→ SELECTED EXCERPT
Lrp-like proteins are typically 15 kDa monomers in which two domains are defined: the N-terminal DNA-binding domain, containing a HTH motif, and a C-terminal domain that facilitates oligomerization and effector binding (Figure 1(a)). This motif is a winged HTH, which is the most abundant DNA-binding motif found in archaea [2]. The C-terminal part is also called Regulation of Amino acid Metabolism (RAM) domain [33]. These two domains are connected through a hinge of approximately 15 amino acids in length and containing one β strand (β1). In all known crystal structures this linker is rather well structured, demonstrating a conformational rigidity to a certain extent.

The C-terminal RAM domain, which adopts an α β sandwich fold having an antiparallel β sheet composed of 4 strands “sandwiched” between 2α helices, is responsible for oligomerization (Figure 1(a)). The minimal functional structural unit is a dimer that is formed by an interaction between different β strands, β2, and β5, belonging to the two RAM domains and establishing a stable hydrophobic core (Figure 1(b)). In solution, archaeal Lrp-type regulatory proteins form not only dimers, but also frequently multimers of dimers: tetramers, hexamers, octamers, or dodecamers [28, 29, 3440]. These higher association states are achieved through further interactions between the C-terminal cores of dimeric forms, involving the β5 and α chains (Figure 1(c)). The resulting higher-order assembly exhibits a central core of interacting RAM domains and the DNA-binding domains facing outwards. Generally, an oligomeric heterogeneity is observed, in which the relative concentration of each oligomeric species is influenced by factors such as pH, protein concentration, DNA binding, or the binding of specific effector molecules [2830, 41, 42]. This complex dynamic equilibrium of different oligomeric states is one of the key determinants of the regulatory mechanisms of Lrp-like proteins and the way they respond to their effectors. Several archaeal stand-alone RAM protein structures, lacking a DNA-binding domain, have been reported as well [4143]. As yet, their exact physiological significance remains unclear.

→ Data items
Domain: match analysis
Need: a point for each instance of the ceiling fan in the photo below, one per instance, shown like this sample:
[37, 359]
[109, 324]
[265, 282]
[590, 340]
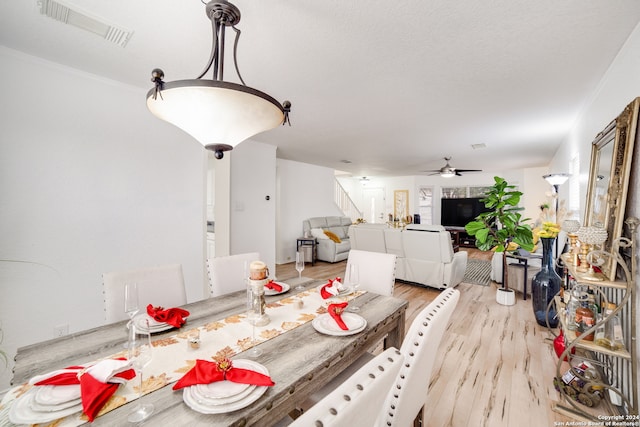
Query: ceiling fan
[447, 171]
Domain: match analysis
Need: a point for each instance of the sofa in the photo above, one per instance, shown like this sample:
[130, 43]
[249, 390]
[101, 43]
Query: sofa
[333, 246]
[424, 252]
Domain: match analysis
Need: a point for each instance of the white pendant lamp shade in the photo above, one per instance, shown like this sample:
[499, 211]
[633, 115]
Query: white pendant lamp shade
[217, 114]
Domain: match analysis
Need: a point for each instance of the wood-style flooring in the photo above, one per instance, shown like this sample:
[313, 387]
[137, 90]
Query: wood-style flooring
[495, 365]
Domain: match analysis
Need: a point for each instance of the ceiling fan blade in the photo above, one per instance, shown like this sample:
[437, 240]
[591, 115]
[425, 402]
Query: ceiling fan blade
[468, 170]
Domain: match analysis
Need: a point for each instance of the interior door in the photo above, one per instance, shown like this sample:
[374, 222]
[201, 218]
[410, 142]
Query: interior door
[373, 205]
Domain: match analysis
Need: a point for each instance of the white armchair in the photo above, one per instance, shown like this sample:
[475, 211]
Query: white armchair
[429, 257]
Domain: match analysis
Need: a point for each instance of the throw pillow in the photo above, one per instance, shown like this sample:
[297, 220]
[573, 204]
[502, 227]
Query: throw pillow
[332, 236]
[318, 233]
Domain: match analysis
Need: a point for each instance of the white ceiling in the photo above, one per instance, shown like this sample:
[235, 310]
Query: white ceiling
[392, 87]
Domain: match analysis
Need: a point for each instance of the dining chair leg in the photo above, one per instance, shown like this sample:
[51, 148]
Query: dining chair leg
[419, 420]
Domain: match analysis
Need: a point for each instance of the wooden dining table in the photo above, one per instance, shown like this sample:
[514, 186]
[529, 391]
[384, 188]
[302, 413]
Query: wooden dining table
[300, 361]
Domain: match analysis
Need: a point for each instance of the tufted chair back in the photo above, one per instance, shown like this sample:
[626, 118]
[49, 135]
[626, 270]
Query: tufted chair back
[354, 402]
[419, 348]
[229, 273]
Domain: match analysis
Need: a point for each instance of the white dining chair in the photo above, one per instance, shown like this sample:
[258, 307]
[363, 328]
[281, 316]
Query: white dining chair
[353, 403]
[405, 402]
[160, 286]
[377, 270]
[228, 273]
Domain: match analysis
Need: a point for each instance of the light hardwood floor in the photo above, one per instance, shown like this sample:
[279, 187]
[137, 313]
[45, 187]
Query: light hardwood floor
[495, 366]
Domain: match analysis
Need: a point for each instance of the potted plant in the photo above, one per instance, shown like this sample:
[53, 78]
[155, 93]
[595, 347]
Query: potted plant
[500, 226]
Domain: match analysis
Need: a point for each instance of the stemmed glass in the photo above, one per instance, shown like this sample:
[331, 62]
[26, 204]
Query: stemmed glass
[300, 268]
[140, 350]
[130, 305]
[353, 282]
[254, 351]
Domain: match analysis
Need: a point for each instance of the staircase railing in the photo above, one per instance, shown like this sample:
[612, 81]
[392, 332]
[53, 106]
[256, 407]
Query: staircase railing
[344, 202]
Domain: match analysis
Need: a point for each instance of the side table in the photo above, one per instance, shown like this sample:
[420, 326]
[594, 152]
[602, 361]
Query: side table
[523, 260]
[308, 244]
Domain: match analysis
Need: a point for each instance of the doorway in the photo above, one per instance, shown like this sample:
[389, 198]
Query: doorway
[373, 205]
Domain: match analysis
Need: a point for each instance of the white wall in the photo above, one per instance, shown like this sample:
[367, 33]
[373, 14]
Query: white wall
[90, 182]
[304, 191]
[253, 218]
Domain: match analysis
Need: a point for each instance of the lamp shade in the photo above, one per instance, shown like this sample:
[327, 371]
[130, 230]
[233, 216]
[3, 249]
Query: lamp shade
[556, 178]
[219, 114]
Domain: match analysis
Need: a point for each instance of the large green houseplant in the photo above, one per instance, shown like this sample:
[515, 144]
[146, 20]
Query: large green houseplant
[501, 225]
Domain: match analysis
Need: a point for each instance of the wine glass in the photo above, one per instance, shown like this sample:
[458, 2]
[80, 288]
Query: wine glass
[353, 282]
[131, 299]
[130, 305]
[300, 268]
[252, 318]
[254, 351]
[140, 350]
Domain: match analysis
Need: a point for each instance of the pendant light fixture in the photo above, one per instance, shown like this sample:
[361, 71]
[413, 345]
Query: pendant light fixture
[219, 114]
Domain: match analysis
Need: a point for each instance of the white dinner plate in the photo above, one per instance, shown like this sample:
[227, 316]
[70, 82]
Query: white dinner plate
[285, 288]
[52, 395]
[343, 291]
[209, 401]
[140, 321]
[21, 412]
[194, 400]
[326, 325]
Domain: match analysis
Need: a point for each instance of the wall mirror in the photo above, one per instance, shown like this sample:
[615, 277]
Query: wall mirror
[611, 156]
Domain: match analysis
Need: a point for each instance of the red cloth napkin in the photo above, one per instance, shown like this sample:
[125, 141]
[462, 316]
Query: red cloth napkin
[94, 393]
[335, 311]
[273, 286]
[325, 293]
[206, 372]
[173, 316]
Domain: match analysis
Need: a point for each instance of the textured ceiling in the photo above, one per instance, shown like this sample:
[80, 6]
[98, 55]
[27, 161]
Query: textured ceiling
[391, 87]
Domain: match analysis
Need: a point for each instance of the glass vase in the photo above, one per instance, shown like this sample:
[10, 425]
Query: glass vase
[544, 286]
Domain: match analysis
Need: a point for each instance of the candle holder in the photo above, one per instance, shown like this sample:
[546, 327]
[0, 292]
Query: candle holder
[590, 237]
[571, 226]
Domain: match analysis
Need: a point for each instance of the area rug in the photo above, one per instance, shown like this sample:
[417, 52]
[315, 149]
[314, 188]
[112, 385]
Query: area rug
[478, 272]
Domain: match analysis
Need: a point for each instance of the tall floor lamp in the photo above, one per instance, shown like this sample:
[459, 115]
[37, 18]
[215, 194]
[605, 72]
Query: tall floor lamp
[556, 180]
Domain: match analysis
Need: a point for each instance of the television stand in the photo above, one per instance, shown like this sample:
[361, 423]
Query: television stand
[460, 237]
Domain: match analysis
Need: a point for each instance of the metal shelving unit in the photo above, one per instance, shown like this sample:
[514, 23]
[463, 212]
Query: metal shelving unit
[614, 377]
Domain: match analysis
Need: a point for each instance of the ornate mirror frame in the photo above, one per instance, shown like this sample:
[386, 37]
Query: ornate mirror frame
[609, 178]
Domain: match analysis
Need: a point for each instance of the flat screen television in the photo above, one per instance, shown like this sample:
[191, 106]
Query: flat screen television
[459, 212]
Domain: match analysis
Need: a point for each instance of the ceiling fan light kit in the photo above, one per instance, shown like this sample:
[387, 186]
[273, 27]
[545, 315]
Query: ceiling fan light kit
[218, 114]
[447, 171]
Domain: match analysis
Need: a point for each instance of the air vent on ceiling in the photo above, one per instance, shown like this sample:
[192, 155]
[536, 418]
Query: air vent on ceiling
[63, 13]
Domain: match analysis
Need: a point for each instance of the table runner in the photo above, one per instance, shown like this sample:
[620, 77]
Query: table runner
[226, 337]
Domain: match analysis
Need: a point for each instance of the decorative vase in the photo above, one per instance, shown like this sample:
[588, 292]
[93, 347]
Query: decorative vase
[544, 286]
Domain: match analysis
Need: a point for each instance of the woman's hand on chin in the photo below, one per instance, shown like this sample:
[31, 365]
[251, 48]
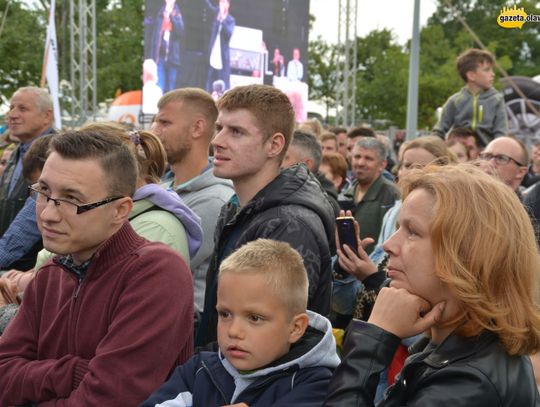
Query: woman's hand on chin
[403, 314]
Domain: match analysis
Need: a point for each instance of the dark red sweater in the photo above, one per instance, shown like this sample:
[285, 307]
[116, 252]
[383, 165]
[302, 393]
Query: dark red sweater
[110, 341]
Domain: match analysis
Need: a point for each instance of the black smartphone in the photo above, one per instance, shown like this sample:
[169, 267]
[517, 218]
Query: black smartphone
[346, 232]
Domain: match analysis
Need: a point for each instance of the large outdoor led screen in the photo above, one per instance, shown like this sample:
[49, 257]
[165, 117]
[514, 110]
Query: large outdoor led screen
[220, 44]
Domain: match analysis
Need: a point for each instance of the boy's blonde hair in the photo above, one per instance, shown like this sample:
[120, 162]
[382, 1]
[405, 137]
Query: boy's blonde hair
[280, 265]
[485, 251]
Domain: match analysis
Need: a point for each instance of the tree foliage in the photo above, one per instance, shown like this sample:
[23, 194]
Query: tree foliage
[382, 75]
[21, 49]
[322, 72]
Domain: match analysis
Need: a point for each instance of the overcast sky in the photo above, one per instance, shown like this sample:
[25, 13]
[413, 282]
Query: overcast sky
[396, 15]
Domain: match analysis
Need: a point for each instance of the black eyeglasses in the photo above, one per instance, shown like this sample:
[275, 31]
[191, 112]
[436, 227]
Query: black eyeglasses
[501, 159]
[65, 205]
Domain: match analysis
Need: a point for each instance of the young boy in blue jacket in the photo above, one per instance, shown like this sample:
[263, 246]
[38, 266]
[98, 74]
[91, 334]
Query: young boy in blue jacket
[477, 105]
[272, 352]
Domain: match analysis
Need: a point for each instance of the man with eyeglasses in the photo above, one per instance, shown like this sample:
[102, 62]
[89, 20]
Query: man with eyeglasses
[102, 323]
[29, 117]
[507, 158]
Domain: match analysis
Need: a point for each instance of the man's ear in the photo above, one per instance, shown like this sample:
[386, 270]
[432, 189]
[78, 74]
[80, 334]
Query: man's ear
[276, 144]
[383, 165]
[522, 172]
[298, 326]
[48, 118]
[198, 128]
[123, 209]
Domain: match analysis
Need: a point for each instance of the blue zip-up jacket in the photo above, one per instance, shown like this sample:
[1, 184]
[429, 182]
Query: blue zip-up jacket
[299, 378]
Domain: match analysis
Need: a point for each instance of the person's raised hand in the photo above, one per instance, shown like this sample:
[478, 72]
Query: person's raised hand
[404, 314]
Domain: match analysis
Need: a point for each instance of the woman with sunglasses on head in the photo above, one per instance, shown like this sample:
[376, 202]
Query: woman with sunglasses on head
[464, 269]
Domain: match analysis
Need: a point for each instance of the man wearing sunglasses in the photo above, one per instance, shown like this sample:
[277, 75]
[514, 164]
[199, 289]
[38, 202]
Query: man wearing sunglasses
[508, 158]
[101, 324]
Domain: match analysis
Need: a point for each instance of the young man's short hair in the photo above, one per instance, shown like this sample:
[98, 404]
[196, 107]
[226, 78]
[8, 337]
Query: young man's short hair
[361, 131]
[328, 135]
[469, 60]
[270, 106]
[338, 130]
[115, 158]
[281, 266]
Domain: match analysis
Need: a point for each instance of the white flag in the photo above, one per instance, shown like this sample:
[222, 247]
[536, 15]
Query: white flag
[51, 66]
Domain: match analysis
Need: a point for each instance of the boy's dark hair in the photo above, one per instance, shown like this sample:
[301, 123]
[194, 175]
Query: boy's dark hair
[115, 158]
[35, 157]
[361, 131]
[469, 60]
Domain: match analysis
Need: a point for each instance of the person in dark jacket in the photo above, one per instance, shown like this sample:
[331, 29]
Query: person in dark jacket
[255, 125]
[306, 149]
[370, 195]
[268, 355]
[465, 269]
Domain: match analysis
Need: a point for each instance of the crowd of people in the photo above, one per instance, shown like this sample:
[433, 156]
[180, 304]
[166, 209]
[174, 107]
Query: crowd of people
[199, 263]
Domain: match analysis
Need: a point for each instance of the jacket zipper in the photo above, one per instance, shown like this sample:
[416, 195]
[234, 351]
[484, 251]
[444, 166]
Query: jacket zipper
[214, 381]
[475, 99]
[78, 288]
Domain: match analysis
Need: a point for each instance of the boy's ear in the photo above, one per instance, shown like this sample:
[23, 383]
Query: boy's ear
[299, 325]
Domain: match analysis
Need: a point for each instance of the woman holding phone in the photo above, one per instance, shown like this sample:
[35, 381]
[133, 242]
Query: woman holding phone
[464, 270]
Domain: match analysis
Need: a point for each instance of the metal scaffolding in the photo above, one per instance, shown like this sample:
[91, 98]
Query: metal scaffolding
[347, 64]
[82, 23]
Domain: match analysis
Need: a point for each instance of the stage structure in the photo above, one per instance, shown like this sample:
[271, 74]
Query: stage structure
[347, 65]
[217, 45]
[82, 25]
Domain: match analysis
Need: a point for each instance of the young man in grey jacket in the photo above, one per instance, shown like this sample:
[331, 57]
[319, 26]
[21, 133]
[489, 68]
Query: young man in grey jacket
[477, 105]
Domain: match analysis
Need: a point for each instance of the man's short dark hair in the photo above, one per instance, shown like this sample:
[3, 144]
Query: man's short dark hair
[115, 158]
[309, 146]
[361, 131]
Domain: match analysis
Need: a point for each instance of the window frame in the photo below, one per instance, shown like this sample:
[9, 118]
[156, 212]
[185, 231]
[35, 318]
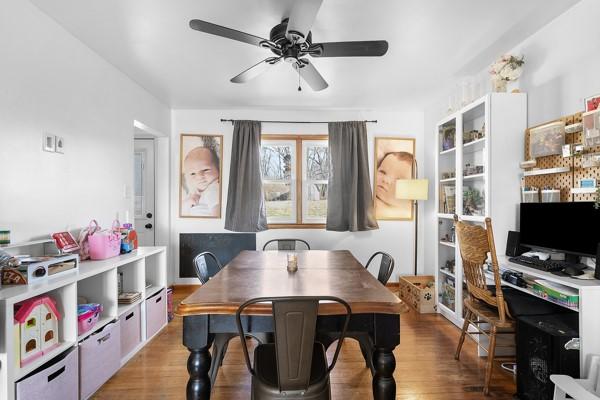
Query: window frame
[298, 177]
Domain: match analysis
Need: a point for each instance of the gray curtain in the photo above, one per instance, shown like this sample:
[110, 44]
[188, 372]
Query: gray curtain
[349, 196]
[245, 202]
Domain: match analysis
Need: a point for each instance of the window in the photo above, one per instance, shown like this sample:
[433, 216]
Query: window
[295, 170]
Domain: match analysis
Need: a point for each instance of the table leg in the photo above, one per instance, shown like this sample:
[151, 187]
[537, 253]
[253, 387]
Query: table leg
[198, 340]
[386, 338]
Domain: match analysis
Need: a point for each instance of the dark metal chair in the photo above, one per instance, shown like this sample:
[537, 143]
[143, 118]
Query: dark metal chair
[386, 266]
[287, 244]
[221, 340]
[295, 366]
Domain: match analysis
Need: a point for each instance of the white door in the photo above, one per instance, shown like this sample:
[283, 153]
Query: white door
[144, 190]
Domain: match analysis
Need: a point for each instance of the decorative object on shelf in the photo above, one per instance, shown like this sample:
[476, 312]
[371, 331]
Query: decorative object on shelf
[547, 140]
[200, 176]
[4, 237]
[36, 327]
[448, 175]
[591, 128]
[591, 103]
[292, 262]
[448, 134]
[528, 164]
[65, 242]
[394, 159]
[418, 292]
[87, 316]
[587, 183]
[507, 69]
[473, 201]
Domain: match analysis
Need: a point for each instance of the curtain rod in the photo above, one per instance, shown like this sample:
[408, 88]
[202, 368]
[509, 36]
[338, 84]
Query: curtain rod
[297, 122]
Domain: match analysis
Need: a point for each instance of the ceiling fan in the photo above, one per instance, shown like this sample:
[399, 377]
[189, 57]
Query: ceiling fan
[291, 40]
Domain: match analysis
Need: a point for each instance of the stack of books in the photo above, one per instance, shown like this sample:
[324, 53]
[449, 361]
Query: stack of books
[129, 297]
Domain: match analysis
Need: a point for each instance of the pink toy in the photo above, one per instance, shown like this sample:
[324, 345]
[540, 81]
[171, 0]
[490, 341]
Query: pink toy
[36, 328]
[87, 316]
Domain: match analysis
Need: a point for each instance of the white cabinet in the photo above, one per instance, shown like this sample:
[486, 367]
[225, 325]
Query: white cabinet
[477, 176]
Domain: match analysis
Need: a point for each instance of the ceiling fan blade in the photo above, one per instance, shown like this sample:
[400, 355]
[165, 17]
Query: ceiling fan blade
[301, 19]
[372, 48]
[255, 70]
[309, 73]
[228, 33]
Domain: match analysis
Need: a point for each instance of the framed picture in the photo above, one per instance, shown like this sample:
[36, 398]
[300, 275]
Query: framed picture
[592, 103]
[201, 160]
[393, 160]
[587, 183]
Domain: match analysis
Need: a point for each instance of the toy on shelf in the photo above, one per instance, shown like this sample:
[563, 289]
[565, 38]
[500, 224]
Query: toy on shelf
[87, 316]
[36, 328]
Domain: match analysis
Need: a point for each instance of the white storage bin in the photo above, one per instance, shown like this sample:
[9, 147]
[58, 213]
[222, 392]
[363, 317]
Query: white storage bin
[530, 196]
[550, 196]
[55, 381]
[156, 313]
[131, 331]
[99, 358]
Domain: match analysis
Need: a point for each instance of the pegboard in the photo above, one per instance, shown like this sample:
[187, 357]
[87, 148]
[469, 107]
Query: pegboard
[566, 180]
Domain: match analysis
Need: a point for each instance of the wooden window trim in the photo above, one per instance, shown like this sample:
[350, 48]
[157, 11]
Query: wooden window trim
[299, 174]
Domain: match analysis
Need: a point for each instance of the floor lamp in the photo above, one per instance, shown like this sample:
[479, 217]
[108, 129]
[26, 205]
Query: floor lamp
[414, 190]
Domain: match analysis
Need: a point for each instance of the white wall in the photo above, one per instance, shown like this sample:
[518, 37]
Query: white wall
[395, 237]
[562, 68]
[51, 82]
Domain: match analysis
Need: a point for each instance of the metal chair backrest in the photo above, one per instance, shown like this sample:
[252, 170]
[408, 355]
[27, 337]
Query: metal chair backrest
[386, 266]
[475, 242]
[201, 266]
[295, 320]
[287, 244]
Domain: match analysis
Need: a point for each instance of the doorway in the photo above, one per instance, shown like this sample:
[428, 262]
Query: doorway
[144, 191]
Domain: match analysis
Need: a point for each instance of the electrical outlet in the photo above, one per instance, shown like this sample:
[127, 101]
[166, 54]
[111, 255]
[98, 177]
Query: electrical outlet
[49, 143]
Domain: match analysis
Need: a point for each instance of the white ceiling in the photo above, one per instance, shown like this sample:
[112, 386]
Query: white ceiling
[431, 43]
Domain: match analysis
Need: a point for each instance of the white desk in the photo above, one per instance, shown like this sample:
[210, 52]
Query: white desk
[589, 305]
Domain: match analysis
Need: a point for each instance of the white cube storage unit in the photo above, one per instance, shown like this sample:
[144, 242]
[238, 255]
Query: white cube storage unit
[97, 281]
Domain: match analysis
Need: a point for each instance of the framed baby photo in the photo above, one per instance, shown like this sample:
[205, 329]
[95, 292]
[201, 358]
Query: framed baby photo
[393, 160]
[200, 166]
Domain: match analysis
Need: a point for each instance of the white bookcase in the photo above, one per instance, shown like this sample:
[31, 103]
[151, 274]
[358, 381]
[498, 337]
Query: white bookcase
[97, 281]
[463, 188]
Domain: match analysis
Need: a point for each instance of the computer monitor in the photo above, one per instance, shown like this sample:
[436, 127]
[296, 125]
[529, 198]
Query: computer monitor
[571, 227]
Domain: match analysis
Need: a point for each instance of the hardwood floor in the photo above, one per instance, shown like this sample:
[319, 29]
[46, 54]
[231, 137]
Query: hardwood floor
[425, 367]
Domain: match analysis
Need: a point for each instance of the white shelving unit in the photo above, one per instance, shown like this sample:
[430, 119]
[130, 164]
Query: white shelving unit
[478, 194]
[94, 280]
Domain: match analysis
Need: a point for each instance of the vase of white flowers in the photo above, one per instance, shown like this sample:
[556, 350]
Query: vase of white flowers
[507, 69]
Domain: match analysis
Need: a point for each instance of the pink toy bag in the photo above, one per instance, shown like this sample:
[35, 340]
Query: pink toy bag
[105, 243]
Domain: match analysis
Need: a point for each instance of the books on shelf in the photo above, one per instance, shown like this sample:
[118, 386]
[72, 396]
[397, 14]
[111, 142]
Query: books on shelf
[129, 297]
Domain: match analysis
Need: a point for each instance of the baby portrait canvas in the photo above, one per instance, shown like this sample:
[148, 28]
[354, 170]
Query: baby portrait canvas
[393, 161]
[200, 176]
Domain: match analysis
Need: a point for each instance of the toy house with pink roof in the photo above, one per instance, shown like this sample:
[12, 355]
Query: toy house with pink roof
[36, 327]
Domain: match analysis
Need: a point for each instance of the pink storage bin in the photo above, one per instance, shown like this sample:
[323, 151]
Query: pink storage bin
[156, 313]
[57, 381]
[131, 330]
[99, 358]
[105, 243]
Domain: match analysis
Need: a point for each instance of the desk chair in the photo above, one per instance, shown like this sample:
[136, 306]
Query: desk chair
[579, 389]
[287, 244]
[295, 366]
[221, 340]
[482, 306]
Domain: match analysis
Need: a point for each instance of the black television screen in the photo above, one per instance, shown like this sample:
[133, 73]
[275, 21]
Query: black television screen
[572, 227]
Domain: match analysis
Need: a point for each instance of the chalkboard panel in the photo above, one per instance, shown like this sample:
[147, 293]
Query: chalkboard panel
[224, 245]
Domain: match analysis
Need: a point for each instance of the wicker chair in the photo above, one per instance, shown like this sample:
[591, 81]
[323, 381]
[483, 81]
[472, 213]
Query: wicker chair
[483, 305]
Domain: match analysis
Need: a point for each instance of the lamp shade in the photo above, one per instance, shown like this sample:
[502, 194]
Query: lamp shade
[412, 189]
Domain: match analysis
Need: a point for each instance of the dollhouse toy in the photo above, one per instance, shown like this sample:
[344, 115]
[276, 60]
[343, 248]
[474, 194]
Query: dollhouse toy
[36, 321]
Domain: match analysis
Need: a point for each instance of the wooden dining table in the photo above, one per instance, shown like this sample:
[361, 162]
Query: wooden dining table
[211, 308]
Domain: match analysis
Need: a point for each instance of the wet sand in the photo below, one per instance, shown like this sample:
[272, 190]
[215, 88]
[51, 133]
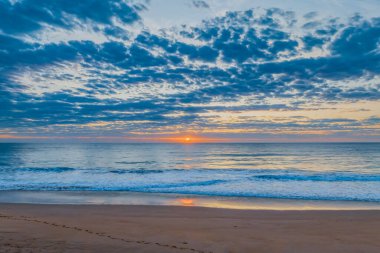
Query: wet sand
[116, 228]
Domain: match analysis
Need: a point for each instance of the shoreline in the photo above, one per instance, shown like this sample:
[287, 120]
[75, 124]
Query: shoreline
[148, 229]
[170, 199]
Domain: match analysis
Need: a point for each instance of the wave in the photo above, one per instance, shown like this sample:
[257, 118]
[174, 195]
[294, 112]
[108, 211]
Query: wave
[328, 177]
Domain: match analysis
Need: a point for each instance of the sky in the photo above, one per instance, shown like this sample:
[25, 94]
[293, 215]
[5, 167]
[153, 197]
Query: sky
[189, 70]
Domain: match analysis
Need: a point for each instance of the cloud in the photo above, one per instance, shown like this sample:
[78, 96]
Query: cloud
[252, 58]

→ REQUIRED TASKS
- A) In the passage on Lrp-like protein structure, about how many amino acids long is the hinge connecting the two domains?
- B) Proceed with the passage on Lrp-like protein structure, starting after its final sentence.

→ ACTIVITY ANSWERS
- A) Approximately 15 amino acids.

- B)
4. Binding of Effector Molecules

Small molecules, representing nutritional or metabolic “signals”, bind the Lrp-like regulatory proteins and induce regulatory effects. To date, all small molecules that bind Lrp-like regulators are amino acids (Table 1) [30, 31, 38, 41, 42, 44, 45]. Most regulators, of which the function is characterized, are involved in regulating amino acid metabolism. This suggests that variations in cellular amino acid concentrations lead to a direct and fast response in gene expression. The amino acid molecules that interact with an Lrp-like regulator can either result from de novo biosynthesis or originate from the environment after uptake by the cell, which is generally an energetically more economical process. Ligand specificity can vary notably. Some regulators have a broad amino acid specificity range while others are restricted to interact with only one type of amino acid (Table 1). In contrast with bacterial Lrp-like regulators, for which only amino acids have been identified as effectors, it appears that some archaeal Lrp-like proteins might interact with other small molecules. The indications for this are that some of the regulators are also involved in other metabolic processes apart from amino acid metabolism and that sequence conservation in the ligand-binding pocket of certain archaeal proteins is very low as compared to proteins known to bind amino acids. None of the twenty amino acids have an effect on DNA binding by Ss-LrpB from Sulfolobus solfataricus and by the regulator encoded by ST1115 from Sulfolobus tokodaii (unpublished observations from our laboratory). Although not experimentally proven, it is also predicted that LrpA from P. furiosus, Ptr2 from Methanocaldococcus jannaschii, and several Lrp-like regulators from P. horikoshii do not interact with amino acids [26, 28, 46]. Furthermore, the stand-alone RAM domain protein DM1 has been reported to respond also to other metabolic intermediates besides amino acids, such as 2-oxoglutarate [25].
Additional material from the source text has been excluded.